**WRITTEN TASK**
Write out the lines from the one with "of fishing rod" to the one with "top-left (3, 431), bottom-right (42, 472)", changing every "silhouette" to "outline" and leaving the rest of those lines unchanged.

(Detection examples)
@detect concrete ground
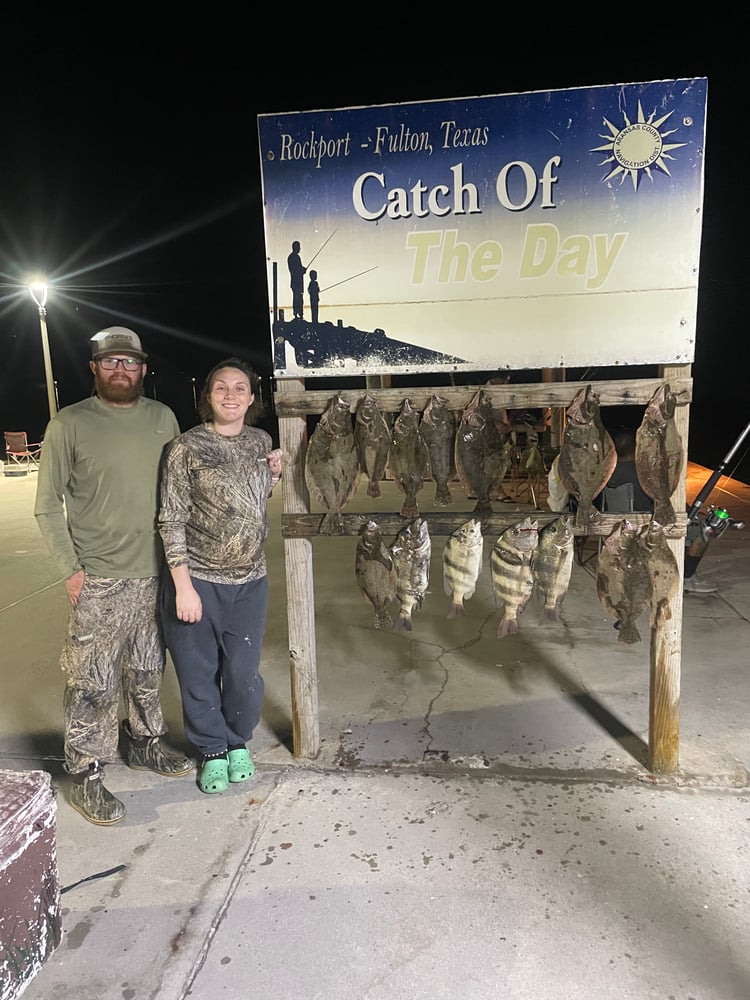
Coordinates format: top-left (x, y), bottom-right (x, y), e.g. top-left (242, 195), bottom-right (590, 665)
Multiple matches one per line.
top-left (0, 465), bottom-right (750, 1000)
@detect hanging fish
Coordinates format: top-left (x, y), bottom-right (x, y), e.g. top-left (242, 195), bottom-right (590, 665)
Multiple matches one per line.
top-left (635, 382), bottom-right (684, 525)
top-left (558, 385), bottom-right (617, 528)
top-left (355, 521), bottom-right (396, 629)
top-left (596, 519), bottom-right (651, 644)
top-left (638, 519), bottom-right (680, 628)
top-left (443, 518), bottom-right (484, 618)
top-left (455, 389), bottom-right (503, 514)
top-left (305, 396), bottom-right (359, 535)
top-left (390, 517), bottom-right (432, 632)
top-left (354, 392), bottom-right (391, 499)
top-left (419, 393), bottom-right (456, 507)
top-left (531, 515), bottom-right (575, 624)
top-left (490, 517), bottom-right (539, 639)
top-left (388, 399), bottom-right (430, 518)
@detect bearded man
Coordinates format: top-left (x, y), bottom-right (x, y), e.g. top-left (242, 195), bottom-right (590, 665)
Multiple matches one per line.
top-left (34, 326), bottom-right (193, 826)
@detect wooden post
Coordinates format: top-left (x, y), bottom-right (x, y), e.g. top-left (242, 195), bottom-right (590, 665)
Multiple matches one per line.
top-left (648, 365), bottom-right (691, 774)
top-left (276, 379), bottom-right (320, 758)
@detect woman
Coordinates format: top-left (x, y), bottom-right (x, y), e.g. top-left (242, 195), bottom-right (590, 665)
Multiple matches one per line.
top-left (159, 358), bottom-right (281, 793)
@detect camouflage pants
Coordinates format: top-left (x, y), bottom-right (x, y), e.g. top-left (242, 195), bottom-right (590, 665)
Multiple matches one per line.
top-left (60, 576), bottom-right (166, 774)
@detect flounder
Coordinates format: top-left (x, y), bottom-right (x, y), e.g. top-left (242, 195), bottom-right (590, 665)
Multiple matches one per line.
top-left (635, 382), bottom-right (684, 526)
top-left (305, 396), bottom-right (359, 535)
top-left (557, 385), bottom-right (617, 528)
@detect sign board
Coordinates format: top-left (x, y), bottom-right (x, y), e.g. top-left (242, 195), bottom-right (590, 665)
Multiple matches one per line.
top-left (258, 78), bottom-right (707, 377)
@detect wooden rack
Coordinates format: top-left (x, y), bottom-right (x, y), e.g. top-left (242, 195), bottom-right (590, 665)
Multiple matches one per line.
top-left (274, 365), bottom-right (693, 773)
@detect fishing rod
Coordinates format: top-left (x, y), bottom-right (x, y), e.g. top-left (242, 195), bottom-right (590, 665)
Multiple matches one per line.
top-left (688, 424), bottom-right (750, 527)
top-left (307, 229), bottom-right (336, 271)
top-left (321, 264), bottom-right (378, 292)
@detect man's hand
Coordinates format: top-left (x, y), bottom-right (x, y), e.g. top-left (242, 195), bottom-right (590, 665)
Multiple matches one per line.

...

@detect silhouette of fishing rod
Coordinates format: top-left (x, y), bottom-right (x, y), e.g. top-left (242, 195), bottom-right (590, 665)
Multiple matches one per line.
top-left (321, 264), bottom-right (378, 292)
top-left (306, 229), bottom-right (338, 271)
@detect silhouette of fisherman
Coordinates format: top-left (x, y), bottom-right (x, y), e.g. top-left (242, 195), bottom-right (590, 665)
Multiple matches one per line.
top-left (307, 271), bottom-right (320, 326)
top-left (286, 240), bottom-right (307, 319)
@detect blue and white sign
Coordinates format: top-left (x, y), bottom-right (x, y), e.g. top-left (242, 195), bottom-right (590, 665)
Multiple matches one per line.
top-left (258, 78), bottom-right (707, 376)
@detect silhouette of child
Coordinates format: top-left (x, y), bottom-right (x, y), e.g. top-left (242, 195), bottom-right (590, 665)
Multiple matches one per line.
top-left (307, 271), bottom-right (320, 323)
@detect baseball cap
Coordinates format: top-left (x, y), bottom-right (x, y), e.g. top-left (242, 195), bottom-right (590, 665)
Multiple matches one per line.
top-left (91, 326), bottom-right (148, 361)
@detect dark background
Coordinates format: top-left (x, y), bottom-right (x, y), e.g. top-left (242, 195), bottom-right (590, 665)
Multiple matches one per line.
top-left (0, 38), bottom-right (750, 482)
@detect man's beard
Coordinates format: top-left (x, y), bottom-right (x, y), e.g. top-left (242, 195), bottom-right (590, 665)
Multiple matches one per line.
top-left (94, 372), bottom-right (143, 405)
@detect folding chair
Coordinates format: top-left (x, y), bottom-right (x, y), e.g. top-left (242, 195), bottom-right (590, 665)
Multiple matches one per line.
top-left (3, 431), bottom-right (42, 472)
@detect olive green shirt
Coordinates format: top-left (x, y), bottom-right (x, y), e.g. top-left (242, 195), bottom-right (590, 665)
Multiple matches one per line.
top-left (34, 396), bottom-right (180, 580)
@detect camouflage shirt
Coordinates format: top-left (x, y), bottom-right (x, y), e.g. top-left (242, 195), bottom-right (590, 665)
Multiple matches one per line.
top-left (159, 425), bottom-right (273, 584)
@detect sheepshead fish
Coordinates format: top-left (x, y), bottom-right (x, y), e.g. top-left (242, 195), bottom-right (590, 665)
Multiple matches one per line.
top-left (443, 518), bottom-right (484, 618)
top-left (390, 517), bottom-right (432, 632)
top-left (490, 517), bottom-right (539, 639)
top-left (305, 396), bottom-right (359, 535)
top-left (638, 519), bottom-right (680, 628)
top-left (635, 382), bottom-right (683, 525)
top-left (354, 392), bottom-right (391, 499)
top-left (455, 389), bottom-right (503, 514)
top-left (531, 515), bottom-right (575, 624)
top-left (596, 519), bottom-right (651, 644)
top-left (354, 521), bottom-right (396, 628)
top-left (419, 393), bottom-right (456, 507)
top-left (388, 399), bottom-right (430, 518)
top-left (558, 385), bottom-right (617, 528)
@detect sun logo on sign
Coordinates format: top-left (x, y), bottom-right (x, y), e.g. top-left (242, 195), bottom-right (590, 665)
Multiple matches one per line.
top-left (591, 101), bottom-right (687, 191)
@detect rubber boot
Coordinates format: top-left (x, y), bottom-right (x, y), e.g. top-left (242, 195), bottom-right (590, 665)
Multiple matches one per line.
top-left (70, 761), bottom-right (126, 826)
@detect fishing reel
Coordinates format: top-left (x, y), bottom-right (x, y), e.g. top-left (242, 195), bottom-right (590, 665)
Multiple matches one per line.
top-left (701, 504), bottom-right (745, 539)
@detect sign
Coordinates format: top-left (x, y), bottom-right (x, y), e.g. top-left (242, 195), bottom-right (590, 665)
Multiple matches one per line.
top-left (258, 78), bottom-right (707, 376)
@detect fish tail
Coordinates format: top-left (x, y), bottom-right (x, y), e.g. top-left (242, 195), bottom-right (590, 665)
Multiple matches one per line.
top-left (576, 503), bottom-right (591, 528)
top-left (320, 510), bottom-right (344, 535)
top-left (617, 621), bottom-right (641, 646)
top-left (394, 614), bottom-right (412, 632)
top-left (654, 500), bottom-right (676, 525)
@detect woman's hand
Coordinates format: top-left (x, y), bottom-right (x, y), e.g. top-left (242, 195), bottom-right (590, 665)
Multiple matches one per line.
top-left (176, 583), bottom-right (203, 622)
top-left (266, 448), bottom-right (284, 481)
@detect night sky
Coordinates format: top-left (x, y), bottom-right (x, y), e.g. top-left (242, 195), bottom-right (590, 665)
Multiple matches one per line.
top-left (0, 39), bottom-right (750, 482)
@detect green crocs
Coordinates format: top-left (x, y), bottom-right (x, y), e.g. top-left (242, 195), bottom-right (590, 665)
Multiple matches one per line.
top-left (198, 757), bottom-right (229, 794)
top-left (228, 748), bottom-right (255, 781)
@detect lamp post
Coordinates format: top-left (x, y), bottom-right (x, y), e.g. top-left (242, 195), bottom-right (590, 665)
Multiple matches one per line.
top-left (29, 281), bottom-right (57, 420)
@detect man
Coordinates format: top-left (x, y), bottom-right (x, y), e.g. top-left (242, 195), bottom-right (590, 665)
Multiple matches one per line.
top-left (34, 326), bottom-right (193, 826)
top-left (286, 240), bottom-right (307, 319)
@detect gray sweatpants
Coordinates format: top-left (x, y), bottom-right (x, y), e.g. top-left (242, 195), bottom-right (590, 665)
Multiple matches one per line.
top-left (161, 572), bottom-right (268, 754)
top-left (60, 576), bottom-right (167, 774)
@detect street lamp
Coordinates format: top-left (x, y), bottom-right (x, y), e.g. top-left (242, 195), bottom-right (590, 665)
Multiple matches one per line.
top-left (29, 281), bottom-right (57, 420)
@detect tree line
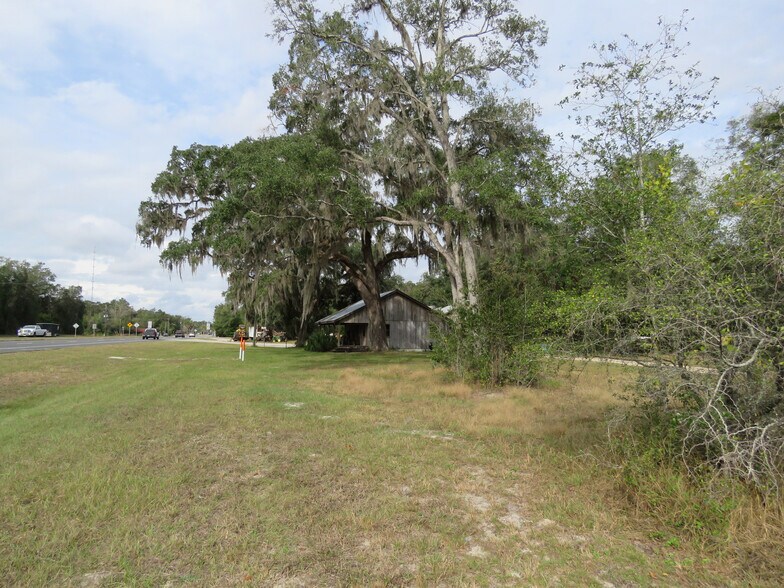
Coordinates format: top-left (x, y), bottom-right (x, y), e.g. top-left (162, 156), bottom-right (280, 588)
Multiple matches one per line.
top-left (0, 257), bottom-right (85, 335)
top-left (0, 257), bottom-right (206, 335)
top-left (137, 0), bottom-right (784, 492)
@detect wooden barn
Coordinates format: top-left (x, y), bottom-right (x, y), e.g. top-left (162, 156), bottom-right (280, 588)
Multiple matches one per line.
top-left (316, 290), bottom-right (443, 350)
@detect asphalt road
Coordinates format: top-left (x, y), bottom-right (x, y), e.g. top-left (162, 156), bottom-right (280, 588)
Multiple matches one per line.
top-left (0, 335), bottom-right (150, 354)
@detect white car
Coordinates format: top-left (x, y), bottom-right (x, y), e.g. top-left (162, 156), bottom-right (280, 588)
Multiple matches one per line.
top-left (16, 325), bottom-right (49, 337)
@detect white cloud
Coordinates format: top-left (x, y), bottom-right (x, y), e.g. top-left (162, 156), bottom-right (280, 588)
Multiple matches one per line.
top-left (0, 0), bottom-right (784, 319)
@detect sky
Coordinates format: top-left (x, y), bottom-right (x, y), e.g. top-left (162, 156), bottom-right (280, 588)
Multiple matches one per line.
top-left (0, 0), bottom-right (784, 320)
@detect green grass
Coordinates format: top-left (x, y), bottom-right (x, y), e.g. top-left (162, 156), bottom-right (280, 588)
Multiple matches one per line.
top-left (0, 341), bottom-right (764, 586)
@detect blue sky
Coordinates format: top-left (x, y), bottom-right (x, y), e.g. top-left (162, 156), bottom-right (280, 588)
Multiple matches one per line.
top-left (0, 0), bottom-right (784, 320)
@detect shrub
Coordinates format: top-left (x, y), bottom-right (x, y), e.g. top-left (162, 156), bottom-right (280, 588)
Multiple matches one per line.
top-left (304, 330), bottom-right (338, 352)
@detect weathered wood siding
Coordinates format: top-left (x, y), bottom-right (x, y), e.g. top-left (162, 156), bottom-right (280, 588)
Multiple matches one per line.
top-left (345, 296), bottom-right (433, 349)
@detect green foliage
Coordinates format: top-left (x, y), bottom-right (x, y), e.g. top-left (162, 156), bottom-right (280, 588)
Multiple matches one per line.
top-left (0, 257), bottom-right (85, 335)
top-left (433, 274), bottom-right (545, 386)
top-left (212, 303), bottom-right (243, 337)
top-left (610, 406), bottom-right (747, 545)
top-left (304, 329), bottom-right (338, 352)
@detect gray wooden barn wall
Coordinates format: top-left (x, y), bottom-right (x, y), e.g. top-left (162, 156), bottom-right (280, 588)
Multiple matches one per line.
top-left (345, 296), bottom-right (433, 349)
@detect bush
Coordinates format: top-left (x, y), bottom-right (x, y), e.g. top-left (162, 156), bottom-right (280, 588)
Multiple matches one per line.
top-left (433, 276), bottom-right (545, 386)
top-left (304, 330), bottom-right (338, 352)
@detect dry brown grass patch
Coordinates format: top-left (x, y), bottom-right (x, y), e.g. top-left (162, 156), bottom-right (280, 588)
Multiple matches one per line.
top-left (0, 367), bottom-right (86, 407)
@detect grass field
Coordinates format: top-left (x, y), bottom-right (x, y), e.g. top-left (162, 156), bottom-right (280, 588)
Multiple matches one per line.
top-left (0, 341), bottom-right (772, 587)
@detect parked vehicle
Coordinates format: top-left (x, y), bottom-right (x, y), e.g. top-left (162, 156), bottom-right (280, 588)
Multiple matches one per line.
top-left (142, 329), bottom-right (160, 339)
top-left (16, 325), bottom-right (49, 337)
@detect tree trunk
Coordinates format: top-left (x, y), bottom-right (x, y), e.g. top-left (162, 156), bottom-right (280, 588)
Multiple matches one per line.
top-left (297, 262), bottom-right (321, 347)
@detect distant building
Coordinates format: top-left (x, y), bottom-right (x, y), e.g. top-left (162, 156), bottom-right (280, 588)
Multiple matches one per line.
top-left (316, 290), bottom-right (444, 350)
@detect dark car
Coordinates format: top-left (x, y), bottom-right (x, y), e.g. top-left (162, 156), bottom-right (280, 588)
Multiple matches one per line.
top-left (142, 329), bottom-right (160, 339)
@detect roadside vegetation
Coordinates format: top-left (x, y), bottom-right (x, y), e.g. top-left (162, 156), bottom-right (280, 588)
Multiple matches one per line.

**RESPONSE**
@detect outline of fishing rod
Coordinates format: top-left (x, y), bottom-right (x, y), e.g. top-left (242, 195), bottom-right (590, 665)
Multiple matches one per line.
top-left (321, 264), bottom-right (378, 292)
top-left (306, 229), bottom-right (338, 271)
@detect outline of fisherman
Coordinates format: top-left (x, y), bottom-right (x, y), e.g. top-left (242, 195), bottom-right (590, 665)
Multiple matches one per line.
top-left (307, 271), bottom-right (320, 326)
top-left (286, 240), bottom-right (307, 319)
@detect blue and white sign
Coordinates format: top-left (x, y), bottom-right (x, y), e.g. top-left (242, 195), bottom-right (590, 665)
Multiple matches one per line.
top-left (258, 78), bottom-right (707, 376)
@detect outline of child
Coordinates format: top-left (x, y), bottom-right (x, y), e.g. top-left (242, 195), bottom-right (590, 665)
Multiple matches one per line.
top-left (307, 271), bottom-right (320, 323)
@detect baseball cap
Coordinates format: top-left (x, y), bottom-right (x, y), e.g. top-left (242, 195), bottom-right (590, 665)
Multiple matches one per line.
top-left (91, 326), bottom-right (148, 361)
@detect dark background
Coordinates format: top-left (x, y), bottom-right (x, y), e.g. top-left (242, 195), bottom-right (590, 665)
Multiple matches one per line.
top-left (0, 38), bottom-right (750, 482)
@detect man's beard
Coordinates format: top-left (x, y), bottom-right (x, y), e.g. top-left (242, 195), bottom-right (590, 665)
Multiple matches one per line.
top-left (94, 372), bottom-right (143, 405)
@detect folding chair
Coordinates format: top-left (x, y), bottom-right (x, y), e.g. top-left (242, 195), bottom-right (590, 665)
Multiple matches one per line.
top-left (3, 431), bottom-right (42, 472)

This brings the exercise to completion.